• **TASK TO CARRY OUT**: Retype all the records with nothing changed.

— start of DATA SUPPLIED —

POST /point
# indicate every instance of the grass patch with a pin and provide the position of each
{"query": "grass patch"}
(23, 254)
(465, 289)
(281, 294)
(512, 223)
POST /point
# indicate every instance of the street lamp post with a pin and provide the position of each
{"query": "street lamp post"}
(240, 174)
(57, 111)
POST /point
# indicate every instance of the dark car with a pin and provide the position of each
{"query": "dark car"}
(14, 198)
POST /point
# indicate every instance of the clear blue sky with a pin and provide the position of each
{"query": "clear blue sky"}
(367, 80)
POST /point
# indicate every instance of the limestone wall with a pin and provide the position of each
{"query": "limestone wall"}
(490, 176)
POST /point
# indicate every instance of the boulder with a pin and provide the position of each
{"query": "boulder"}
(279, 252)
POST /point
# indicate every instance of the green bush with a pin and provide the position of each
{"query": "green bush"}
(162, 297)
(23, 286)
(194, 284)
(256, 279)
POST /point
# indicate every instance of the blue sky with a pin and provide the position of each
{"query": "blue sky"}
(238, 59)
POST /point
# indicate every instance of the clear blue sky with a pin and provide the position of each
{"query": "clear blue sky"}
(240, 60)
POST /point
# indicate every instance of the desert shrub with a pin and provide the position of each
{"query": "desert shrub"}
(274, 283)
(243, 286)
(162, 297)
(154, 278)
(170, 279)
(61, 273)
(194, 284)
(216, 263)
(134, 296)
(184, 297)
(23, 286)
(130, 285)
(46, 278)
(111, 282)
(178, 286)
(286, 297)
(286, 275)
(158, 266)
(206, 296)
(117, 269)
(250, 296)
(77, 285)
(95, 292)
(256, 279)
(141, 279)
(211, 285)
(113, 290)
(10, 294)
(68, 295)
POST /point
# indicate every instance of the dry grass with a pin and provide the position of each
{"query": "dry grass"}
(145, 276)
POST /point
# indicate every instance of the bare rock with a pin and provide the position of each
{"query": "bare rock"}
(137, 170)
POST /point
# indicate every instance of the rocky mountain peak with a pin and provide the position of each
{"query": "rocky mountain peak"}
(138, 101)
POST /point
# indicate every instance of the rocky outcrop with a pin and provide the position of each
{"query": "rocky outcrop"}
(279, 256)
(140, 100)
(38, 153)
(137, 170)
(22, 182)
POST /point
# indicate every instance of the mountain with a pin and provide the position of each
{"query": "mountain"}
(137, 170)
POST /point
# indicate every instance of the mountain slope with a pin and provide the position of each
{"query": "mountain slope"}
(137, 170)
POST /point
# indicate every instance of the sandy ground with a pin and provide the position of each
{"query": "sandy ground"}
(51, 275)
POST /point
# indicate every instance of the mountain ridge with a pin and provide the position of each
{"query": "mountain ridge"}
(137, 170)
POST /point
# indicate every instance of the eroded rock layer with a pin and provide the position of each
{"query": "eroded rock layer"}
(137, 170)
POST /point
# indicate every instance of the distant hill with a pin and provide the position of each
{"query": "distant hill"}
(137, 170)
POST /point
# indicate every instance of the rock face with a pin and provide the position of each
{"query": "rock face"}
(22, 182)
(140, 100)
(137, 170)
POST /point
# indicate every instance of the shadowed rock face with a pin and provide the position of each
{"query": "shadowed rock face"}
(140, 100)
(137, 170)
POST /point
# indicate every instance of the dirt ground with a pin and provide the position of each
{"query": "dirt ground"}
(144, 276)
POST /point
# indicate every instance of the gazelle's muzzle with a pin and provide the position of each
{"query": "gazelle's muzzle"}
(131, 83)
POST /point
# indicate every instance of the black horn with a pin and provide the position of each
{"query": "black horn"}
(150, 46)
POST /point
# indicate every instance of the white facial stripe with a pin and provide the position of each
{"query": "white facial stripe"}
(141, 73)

— end of DATA SUPPLIED —

• **RESPONSE TO THE TASK**:
POST /point
# indicate every instance of the grass patch with a pin and provide the position of each
{"query": "grass patch"}
(23, 254)
(465, 289)
(281, 294)
(512, 223)
POST /point
# indicate every instance of the street lamp post with a pin and provide the position of each
{"query": "street lamp post"}
(240, 174)
(57, 111)
POST /point
# indicate every instance of the dark car with a pin and provide the position of each
{"query": "dark car"}
(14, 198)
POST /point
# indicate every instance of the clear blue sky with a pin and provide the position of each
{"query": "clear blue sky"}
(367, 80)
POST /point
# indicate every instance of the limestone wall with a pin and provide the position of each
{"query": "limestone wall"}
(490, 176)
POST /point
# indicate every instance of the boulder with a pin and provide the position of each
{"query": "boulder"}
(279, 252)
POST /point
# indicate every instance of the green bush with a pin and provide the position of each
{"query": "green bush"}
(162, 297)
(23, 286)
(194, 284)
(256, 279)
POST /point
# indicate every instance of the blue sky with a pin and provide the position of each
{"query": "blue sky"}
(238, 59)
POST /point
# indicate every instance of the clear blue sky with a pin and provide the position of each
{"query": "clear blue sky"}
(240, 60)
POST /point
# indicate every instance of the desert shrub with a pin and provide the position of each
{"query": "desert shrub"}
(274, 283)
(243, 286)
(162, 297)
(154, 278)
(170, 279)
(61, 273)
(194, 284)
(216, 263)
(134, 296)
(184, 297)
(23, 286)
(130, 285)
(46, 278)
(111, 282)
(178, 286)
(286, 297)
(286, 275)
(158, 266)
(206, 296)
(117, 269)
(250, 296)
(77, 285)
(95, 292)
(256, 279)
(141, 279)
(211, 285)
(113, 290)
(10, 294)
(68, 295)
POST /point
# indicate every instance of the dry grass with a pin and provide the position of each
{"query": "dry grass"}
(145, 276)
POST /point
# indicate every instance of the bare rock with a pin and provide the position of each
{"query": "bare rock"}
(137, 170)
POST /point
# indicate every instance of the rocky mountain peak with a pin and provide the position of each
{"query": "rocky mountain peak"}
(138, 101)
POST /point
# indicate every instance of the rocky outcrop with a pin and provide the position of each
{"query": "rocky outcrop"}
(279, 256)
(140, 100)
(38, 153)
(137, 170)
(22, 182)
POST /point
# indicate every instance of the mountain with a pin and provide the position of each
{"query": "mountain"}
(137, 170)
POST /point
# indicate every instance of the mountain slope with a pin and provide the position of each
{"query": "mountain slope"}
(137, 170)
POST /point
# indicate every instance of the sandy ground with a pin and provide the position of each
{"query": "sandy ground"}
(51, 275)
POST /point
# indicate every instance of the mountain ridge with a pin and provide the position of each
{"query": "mountain ridge"}
(137, 170)
POST /point
# indicate every instance of the eroded rock layer with a pin and provide the position of each
{"query": "eroded rock layer"}
(137, 170)
POST /point
# indicate every instance of the distant hill with a pin and provide the position of each
{"query": "distant hill"}
(137, 170)
POST /point
# indicate every instance of the rock face with a pin and provide the position of each
{"query": "rock face"}
(22, 182)
(140, 100)
(137, 170)
POST /point
# indicate every instance of the shadowed rock face with a pin and provide the position of each
{"query": "shadowed rock face"}
(140, 100)
(137, 170)
POST /point
# indicate every instance of the dirt ground with a pin and provide the position of each
{"query": "dirt ground"}
(144, 276)
POST /point
# indicate every instance of the gazelle's muzzle with a pin and provide the position of each
{"query": "gazelle's muzzle"}
(131, 83)
POST /point
# indicate every instance of the black horn with a pin and provide the position of each
{"query": "black horn"}
(150, 46)
POST /point
# indicate every instance of the white facial stripe with a pin and provide the position of each
{"query": "white facial stripe"}
(141, 73)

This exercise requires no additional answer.